# OBJECTIVE:
Which lines in the records below contain the word "white", matching case exactly? Find each one and copy it out in full.

^^^^

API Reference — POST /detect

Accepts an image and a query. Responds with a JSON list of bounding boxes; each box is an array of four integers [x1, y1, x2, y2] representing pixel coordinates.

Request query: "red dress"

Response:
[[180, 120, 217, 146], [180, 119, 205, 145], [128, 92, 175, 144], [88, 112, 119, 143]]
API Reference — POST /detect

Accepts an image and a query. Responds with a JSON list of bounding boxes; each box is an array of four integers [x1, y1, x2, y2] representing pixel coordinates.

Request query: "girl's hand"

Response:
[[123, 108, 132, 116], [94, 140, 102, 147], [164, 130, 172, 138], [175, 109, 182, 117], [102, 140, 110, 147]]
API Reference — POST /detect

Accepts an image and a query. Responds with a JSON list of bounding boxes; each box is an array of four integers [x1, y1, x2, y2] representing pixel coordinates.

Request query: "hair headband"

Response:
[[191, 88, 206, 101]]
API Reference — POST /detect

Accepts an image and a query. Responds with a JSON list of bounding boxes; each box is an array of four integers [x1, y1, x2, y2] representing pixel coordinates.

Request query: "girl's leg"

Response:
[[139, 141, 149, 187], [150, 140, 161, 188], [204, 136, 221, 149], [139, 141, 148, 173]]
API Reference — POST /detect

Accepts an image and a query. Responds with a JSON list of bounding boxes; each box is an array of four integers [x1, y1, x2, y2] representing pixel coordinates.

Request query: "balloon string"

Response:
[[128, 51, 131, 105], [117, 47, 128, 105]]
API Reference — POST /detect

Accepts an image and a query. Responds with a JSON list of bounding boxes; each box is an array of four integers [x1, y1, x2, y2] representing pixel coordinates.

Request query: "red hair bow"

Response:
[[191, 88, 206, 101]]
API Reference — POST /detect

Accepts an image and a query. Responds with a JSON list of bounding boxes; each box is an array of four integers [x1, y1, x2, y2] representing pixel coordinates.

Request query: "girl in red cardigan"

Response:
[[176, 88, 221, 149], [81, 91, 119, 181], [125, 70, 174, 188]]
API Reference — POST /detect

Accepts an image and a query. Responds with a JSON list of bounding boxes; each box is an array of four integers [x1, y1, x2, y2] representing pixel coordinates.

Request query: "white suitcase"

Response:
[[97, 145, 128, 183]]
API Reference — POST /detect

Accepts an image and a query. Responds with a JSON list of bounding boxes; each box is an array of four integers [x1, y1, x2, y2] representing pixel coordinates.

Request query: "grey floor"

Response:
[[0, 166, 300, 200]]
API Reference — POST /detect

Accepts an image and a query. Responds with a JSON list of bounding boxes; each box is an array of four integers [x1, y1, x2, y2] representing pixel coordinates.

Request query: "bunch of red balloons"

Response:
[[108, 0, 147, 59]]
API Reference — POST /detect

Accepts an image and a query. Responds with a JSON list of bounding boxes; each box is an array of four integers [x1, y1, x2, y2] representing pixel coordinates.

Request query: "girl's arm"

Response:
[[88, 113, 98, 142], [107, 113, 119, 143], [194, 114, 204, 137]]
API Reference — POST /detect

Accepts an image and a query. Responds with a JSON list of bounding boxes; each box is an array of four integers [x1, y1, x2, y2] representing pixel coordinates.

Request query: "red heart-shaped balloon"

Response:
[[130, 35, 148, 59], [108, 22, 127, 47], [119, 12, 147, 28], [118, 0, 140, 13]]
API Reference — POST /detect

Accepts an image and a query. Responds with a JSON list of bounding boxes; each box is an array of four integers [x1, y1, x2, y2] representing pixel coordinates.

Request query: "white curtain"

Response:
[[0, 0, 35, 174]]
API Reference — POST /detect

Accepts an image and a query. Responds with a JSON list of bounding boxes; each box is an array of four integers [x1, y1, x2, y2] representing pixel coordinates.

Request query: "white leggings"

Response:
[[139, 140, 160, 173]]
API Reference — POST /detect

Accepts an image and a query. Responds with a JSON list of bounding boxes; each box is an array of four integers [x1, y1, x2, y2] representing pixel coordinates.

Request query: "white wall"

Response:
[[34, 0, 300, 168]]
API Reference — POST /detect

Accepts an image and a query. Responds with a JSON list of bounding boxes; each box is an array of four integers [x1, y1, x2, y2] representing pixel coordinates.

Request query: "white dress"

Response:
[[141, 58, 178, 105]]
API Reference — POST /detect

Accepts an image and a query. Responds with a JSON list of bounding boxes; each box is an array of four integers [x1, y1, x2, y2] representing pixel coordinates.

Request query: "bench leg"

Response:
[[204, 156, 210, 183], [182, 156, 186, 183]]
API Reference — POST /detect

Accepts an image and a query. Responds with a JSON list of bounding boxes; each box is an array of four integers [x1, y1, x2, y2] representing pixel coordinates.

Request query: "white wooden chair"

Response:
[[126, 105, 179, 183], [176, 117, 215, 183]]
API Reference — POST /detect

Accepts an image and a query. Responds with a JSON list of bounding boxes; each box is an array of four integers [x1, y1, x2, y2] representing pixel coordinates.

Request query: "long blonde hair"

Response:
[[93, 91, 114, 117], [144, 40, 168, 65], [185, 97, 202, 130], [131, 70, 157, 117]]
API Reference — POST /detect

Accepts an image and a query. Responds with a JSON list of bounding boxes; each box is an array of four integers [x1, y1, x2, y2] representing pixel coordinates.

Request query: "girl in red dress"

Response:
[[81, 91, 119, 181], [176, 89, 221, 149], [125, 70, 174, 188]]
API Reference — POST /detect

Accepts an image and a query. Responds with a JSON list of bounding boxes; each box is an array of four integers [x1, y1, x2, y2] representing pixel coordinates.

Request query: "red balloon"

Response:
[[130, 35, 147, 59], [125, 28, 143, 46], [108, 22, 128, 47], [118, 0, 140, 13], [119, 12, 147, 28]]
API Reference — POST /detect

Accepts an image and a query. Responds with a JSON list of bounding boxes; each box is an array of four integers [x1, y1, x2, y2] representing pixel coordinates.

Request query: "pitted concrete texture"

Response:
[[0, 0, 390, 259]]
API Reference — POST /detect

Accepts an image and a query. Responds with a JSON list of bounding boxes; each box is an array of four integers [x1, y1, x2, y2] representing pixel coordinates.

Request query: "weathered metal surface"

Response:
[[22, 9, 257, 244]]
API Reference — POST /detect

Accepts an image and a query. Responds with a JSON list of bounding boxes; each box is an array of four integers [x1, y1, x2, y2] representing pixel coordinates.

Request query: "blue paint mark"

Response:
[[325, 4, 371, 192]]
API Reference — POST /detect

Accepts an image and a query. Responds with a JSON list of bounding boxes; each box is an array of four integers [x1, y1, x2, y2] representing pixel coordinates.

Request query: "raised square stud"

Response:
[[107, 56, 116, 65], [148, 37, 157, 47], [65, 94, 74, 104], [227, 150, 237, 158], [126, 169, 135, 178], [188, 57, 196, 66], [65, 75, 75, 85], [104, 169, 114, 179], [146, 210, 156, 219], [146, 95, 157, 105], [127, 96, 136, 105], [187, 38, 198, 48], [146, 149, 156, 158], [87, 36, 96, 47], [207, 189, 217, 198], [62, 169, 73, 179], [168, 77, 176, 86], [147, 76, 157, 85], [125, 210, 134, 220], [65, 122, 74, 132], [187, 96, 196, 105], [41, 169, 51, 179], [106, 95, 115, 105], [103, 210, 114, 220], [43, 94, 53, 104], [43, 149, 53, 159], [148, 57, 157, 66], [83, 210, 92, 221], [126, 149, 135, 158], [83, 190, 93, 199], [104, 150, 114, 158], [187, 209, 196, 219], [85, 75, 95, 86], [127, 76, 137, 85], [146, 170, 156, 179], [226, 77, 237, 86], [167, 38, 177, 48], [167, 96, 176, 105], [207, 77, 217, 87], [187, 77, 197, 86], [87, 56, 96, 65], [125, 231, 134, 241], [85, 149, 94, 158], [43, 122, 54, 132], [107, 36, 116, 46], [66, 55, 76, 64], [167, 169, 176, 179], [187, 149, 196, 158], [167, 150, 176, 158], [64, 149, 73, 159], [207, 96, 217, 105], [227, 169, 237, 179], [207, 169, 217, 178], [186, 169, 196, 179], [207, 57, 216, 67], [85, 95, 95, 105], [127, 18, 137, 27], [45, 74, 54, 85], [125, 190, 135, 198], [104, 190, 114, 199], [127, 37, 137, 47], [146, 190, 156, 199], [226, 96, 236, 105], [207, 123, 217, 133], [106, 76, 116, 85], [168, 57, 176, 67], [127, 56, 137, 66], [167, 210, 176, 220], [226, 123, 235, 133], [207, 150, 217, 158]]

^^^^

# OUTPUT OF THE TASK:
Request query: "white suitcase"
Request query: "white curtain"
Request query: "white leggings"
Request query: "white wall"
Request query: "white dress"
Request query: "white wooden chair"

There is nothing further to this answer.